Document segment:
* * *

April 2019

Cyprus – Family testimony of patient diagnosis

by Savvas Savva, Secretary of the Cyprus Primary Immunodeficiencies and Friends Association, brother of a PID patient

In 1983, I heard for the very first time the word “Immunodeficiency”.  I was 15 and this was how my little sister’s, Maria Charalambous, condition was called. She was diagnosed when she was 11 and it took us as many years as her age to find out. 36 years on and I still meet families who ask me what immunodeficiency is and where  they can seek help for their child in Cyprus. Every time I get this question, painful memories wake up frustration, despair, anger and  anguish. The pain every parent fears the most –  not to be able to do something for their child, feeling helpless and useless despite of how rich, poor or how well educated you are.

Living in a small island such as Cyprus and with the local medical community knowing close to nothing about primary immunodeficiencies (PIDs) it is always  difficult to get an early diagnosis for PID. Even in developed countries diagnosis of PIDs can be tricky and painfully slow. The main problem, common to all parts of the world, is that we do not know enough about PIDs and, most importantly, the awareness among the public and the medical community is low to say the least. Visits to numerous paediatricians and doctors, test after test, hitting walls and having more questions than answers until someone stumbles on PID. After 11 years and numerous visits to other countries, paid out of the family’s pocket,  Maria was finally officially diagnosed, in the Uk.

* * *

Excerpted data:
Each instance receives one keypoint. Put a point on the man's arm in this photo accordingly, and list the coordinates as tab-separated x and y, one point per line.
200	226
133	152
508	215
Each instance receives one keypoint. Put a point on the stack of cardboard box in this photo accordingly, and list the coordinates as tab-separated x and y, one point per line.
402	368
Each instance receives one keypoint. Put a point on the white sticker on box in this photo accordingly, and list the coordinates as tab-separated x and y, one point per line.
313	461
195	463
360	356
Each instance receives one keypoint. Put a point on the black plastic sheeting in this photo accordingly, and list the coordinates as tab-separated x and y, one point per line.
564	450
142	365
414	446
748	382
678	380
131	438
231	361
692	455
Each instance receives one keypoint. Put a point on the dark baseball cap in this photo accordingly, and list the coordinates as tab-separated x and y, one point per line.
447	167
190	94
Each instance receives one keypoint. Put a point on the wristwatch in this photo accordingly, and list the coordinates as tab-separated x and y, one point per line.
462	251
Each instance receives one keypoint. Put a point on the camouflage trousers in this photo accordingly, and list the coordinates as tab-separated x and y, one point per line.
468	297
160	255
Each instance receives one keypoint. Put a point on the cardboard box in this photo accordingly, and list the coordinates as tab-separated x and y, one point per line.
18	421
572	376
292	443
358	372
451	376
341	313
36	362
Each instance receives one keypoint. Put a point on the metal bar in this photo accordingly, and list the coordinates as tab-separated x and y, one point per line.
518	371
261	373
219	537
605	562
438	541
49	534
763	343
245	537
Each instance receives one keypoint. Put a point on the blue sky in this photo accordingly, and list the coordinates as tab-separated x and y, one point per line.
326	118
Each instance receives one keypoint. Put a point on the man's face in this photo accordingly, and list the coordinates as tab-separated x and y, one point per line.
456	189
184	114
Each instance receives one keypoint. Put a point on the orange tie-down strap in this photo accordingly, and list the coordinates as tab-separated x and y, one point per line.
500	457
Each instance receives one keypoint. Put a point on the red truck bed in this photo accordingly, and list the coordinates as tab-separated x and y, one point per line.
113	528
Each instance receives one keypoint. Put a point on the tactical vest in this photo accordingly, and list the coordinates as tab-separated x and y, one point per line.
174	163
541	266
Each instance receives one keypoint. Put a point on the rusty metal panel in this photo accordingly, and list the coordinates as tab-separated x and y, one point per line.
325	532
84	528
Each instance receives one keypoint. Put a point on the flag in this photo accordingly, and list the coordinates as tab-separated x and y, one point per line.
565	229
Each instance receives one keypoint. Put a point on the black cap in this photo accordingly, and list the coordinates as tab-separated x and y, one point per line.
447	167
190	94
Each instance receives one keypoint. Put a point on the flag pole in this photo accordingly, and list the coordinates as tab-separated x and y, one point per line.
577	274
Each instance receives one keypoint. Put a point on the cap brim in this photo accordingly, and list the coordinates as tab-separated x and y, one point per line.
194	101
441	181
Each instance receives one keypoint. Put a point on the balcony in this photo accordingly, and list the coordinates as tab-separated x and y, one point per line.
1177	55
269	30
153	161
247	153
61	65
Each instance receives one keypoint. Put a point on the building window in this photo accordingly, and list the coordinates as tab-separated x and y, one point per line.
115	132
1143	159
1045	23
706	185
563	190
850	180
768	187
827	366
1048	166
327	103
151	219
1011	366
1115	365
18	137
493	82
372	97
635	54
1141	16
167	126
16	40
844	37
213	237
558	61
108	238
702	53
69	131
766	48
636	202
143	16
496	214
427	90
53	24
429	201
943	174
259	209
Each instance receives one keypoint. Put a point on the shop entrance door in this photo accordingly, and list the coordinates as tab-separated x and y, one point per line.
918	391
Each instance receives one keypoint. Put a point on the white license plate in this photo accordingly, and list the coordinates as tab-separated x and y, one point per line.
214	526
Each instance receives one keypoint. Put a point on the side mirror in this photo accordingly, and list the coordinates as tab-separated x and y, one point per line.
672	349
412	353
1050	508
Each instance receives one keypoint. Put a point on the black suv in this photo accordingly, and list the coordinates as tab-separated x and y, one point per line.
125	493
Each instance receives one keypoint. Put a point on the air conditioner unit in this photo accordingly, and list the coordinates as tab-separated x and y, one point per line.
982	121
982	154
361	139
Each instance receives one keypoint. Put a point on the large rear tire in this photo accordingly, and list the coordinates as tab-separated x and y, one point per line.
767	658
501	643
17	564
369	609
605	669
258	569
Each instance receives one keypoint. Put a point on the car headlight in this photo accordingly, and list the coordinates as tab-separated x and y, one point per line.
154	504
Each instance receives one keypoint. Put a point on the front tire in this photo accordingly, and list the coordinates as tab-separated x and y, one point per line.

* * *

Directions:
- a) Summarize the family testimony about primary immunodeficiency in Cyprus in two sentences.
- b) According to the family testimony about primary immunodeficiency in Cyprus, in which country was Maria finally officially diagnosed?
- c) Carry on the family testimony about primary immunodeficiency in Cyprus from its last sentence.
The records have no connection to the family testimony about primary immunodeficiency in Cyprus.

Task responses:
- a) The writer first heard the word "immunodeficiency" in 1983, when his sister Maria was diagnosed at 11 after as many years of searching, and 36 years later he still meets families in Cyprus who ask what it is and where to get help. Because awareness of PIDs is low and local doctors know close to nothing about them, early diagnosis is difficult, and Maria was officially diagnosed in the UK only after 11 years and numerous visits to other countries paid for by the family.

- b) In the UK.

- c)
Maria Charalambous and Dr Webster in London in 1985.
Dr Webster diagnosed her and was her doctor until his retirement.

Even if you are fortunate enough to be diagnosed early, there is another obstacle: is there an immunologist near the area you leave? In Cyprus, we do not have one.  The local doctors who monitor PID patients are pathologists, hematologists, infectious diseases’ specialists and rheumatologists. Decisions regarding appropriate treatment, dosage, not to mention the bureaucracy around the process, make things very complicated for patients and families. Sometimes it’s like going in circles, repeating yourself time and time again hoping to persuade a government official, who knows nothing about PIDs, to get a grant to cover some of the expenses.

PID diagnosis and treatment is expensive even for an average income family in Cyprus.  In the last 35 years, we have taken steps forward to provide a better quality of life to the PID patients in Cyprus but there is a long road ahead and, most importantly, a lot has yet to be done to bring awareness to the  public and the medical community. We have neither an immunology doctor nor an immunology nurse in the island, no day care center and we sometimes struggle to get enough supply of immunoglobulins for all the patients that need them.

Cyprus Primary Immunodeficiencies and Friends Association
In 2019, we have arranged a number of activities to bring awareness to the public through the media, radio, TV, social events along with other Rare Diseases’ organizations and, most importantly, for the 1st time, members of the Cyprus Primary Immunodeficiencies and Friends Association will be present at the annual Congress of the Cyprus Paediatrician Association and a presentation will be made from a visiting Immunologist.  We consider Paediatricians the 1st line of defense against PID.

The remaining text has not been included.